* _Directions for this task_: Sort through the entries below and pull out lines containing the word "query".

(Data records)
-------
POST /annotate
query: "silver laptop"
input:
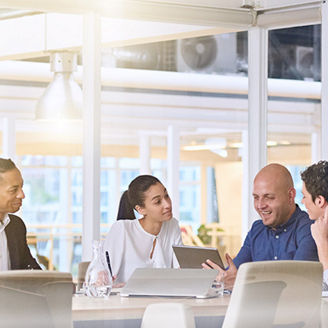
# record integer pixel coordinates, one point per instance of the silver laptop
(171, 282)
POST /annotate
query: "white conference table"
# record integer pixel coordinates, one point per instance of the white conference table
(117, 311)
(127, 312)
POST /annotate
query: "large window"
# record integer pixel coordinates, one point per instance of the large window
(53, 205)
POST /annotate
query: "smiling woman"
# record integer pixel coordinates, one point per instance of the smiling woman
(146, 242)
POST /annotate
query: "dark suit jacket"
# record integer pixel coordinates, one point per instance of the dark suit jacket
(20, 255)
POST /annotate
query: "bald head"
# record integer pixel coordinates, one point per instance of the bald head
(274, 195)
(276, 174)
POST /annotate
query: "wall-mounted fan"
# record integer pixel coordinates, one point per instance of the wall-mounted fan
(207, 54)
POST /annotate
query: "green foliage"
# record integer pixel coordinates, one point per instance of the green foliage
(203, 233)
-------
* _Answer for the task_:
query: "silver laptop"
query: "white conference table"
query: "large window"
query: "smiling woman"
query: "dark suit jacket"
query: "bald head"
query: "wall-mounted fan"
query: "green foliage"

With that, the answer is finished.